• Excerpted passage
Marvin's Room

Laughing and Choking Looked the Same

In his introductory note on Marvin’s Room, playwright Scott McPherson distinguishes between death and dying: as a child, his father wrapped his car around a telephone pole—this was death.  Also as a child, his grandmother gave way to her cancer as he watched Ed Sullivan on the television at the foot of her bed—that was dying.  Marvin’s Room, then, is a play not about death but about dying.

McPherson, who shared a hospital room with his lover, Danny Sotomayor, as both succumbed to AIDS, certainly knew his subject matter, and his play, about a caretaker who becomes ill herself, reconciles that strange gap between diagnosis and death, one where “dying becomes a way of life.”  Thus, while AIDS is never named in Marvin’s Room, it haunts the proceedings nonetheless.

Bessie (Lili Taylor), a middle-aged woman who has spent most of her adult life shackled to her sick father (the unseen eponymous character) and her crippled aunt, Ruth (Celia Weston), ends up one day as a patient and not a visitor: she has leukemia.  A bone marrow transplant appears to be the most viable option, and therefore her estranged sister, Lee (Janeane Garofalo), and Lee’s two children, Hank (Jack DiFalco) and Charlie (Luca Padovan), make the trek down to Florida from Ohio.  Inevitably, all the pent-up guilt and jealousies that define a family are unloaded as these five characters navigate the renegotiation of their relationships to one another.

Thankfully, Marvin’s Room is neither histrionic nor glum, and instead has a morbid sense of humor about its story.  Early on, Ruth explains that she is afraid of baths because her friend Mrs. Steingetz fell after getting out of one, left dead until her family came down for Thanksgiving: “She’d still be there if they hadn’t run out of towels in the guest bath.”  Meanwhile, Ruth’s doctor, Wally (Triney Sandoval), continues to bumble through her tests while amiably deflecting questions about the future.

(Image point-grounding data)
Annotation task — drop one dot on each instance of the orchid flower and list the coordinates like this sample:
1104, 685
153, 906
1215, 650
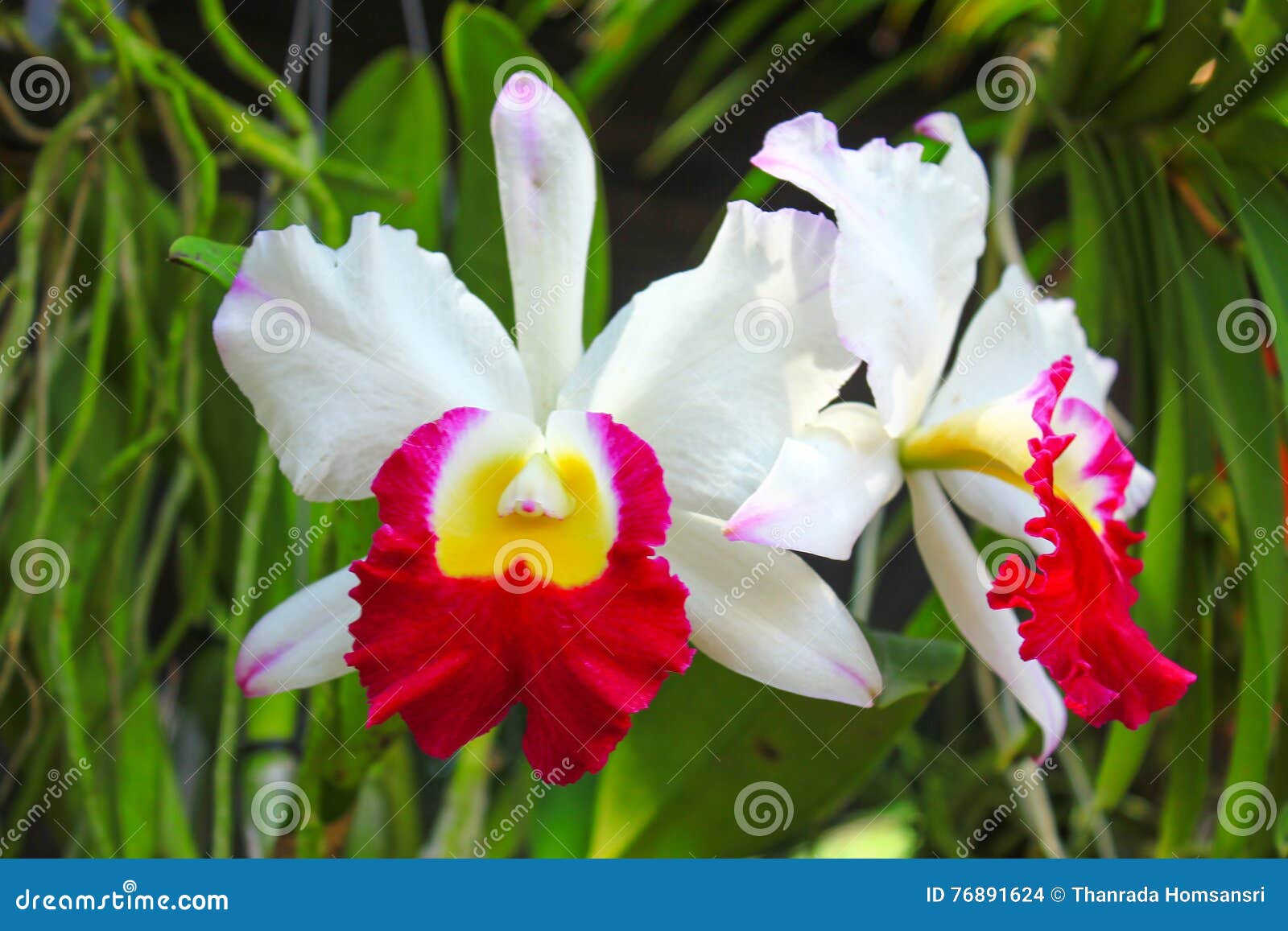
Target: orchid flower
551, 519
1015, 433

• What to work on
1. In the review of Marvin's Room, what illness is Bessie found to have?
2. Duplicate everything in the review of Marvin's Room from "Thankfully, Marvin’s Room is" down to "about the future.".

• List of answers
1. Leukemia.

2.
Thankfully, Marvin’s Room is neither histrionic nor glum, and instead has a morbid sense of humor about its story.  Early on, Ruth explains that she is afraid of baths because her friend Mrs. Steingetz fell after getting out of one, left dead until her family came down for Thanksgiving: “She’d still be there if they hadn’t run out of towels in the guest bath.”  Meanwhile, Ruth’s doctor, Wally (Triney Sandoval), continues to bumble through her tests while amiably deflecting questions about the future.